→ **Testo scelto**:
----

Interessante: più l’uomo è motivato a diventare papà, più aumenta in lui l’ossitocina, ormone dell’amore, che lo aiuta a sviluppare sentimenti di attenzione e tenerezza verso la partner e il bimbo che verrà. E aumentano anche la vasopressina, sorella più antica dell’ossitocina, che ne rinforza il valore affettivo, e la prolattina. Difficile dire se sia il biologico a trascinare il comportamento, o viceversa: probabilmente il dialogo tra biologia e comportamento è bidirezionale.
E sul fronte psicologico? La prima differenza riguarda l’atteggiamento verso il concepimento: solo la metà delle gravidanze è oggi “desiderata” attivamente. L’altra metà arriva più o meno per caso, o con un passivo «se capita, siamo contenti», senza nessun esame preconcezionale, né assunzione precoce di acido folico, utile per migliorare la qualità di spermatozoi e ovociti, e ridurre il rischio di malformazioni, se assunto tre mesi prima del concepimento.
L’uomo motivato a diventare padre e genitore accompagna la partner alle visite preconcezionali. Risponde con un sorriso convinto e divertito all’affermazione che «il cicogno ha il 50% delle azioni», e dunque dovrebbe fare anche lui gli esami preconcezionali. Li fa volentieri, con un atteggiamento protettivo e responsabile che è già un ottimo inizio. Al ritardo mestruale condivide il primo test di gravidanza in casa, nella maggioranza dei casi. Accanto alla gioia, tanto più intensa quanto più il bambino è voluto, magari da tempo, compare un leggero senso di panico. L’intuizione che la vita cambierà davvero, con nuove responsabilità. Una parte della spensieratezza precedente è finita. Sullo schermo della sua mente cominciano a passare immagini di notti insonni, partite di calcetto cancellate, tempo libero azzerato e uscite con gli amici ridotte causa bebè, come sostiene Flavio Mombelli, psichiatra e psicoanalista, con cui condivido da decenni stimolanti riflessioni psicodinamiche. L’orgoglio di diventare padre, la vera svolta della maturità, si intreccia con la concretezza di immaginarsi nel nuovo ruolo e di saper/poter affrontare i nuovi impegni, educativi ma anche economici.

----

→ **Compito**: Riduci a un elenco puntato il paragrafo del testo sulla paternità che comincia con «Interessante: più l'uomo», conservandone i fatti principali. Il materiale non ha alcun legame con il testo.

→ **Estratto dei dati**:
----

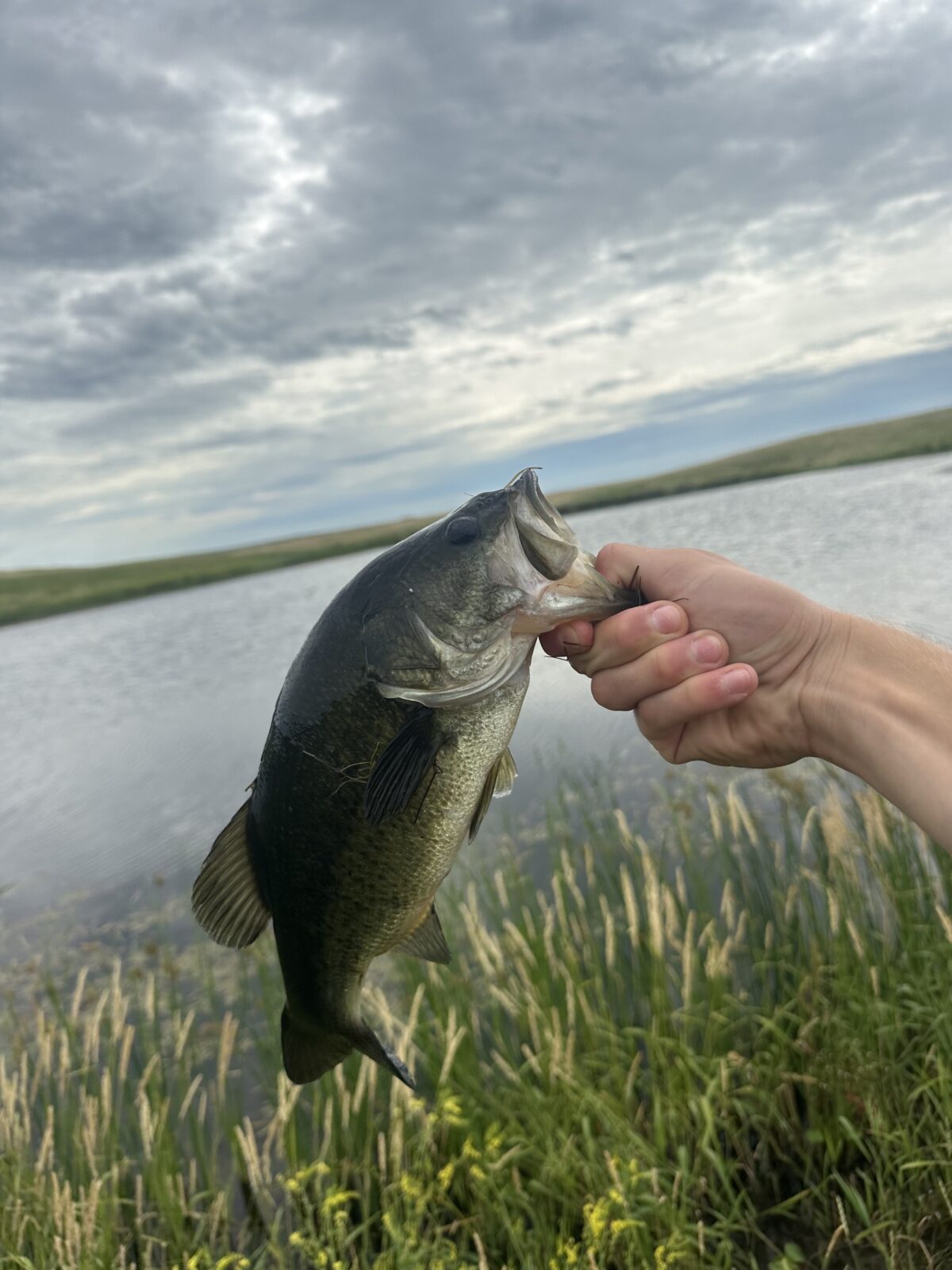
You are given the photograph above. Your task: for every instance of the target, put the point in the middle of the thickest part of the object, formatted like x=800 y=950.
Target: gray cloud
x=296 y=235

----

→ **Risposta**:
- Più l'uomo è motivato a diventare papà, più aumenta in lui l'ossitocina, l'ormone dell'amore.
- L'ossitocina lo aiuta a sviluppare attenzione e tenerezza verso la partner e il bimbo che verrà.
- Aumenta anche la vasopressina, sorella più antica dell'ossitocina, che ne rinforza il valore affettivo.
- Aumenta inoltre la prolattina.
- È difficile dire se sia la biologia a guidare il comportamento o viceversa: probabilmente il dialogo tra le due è bidirezionale.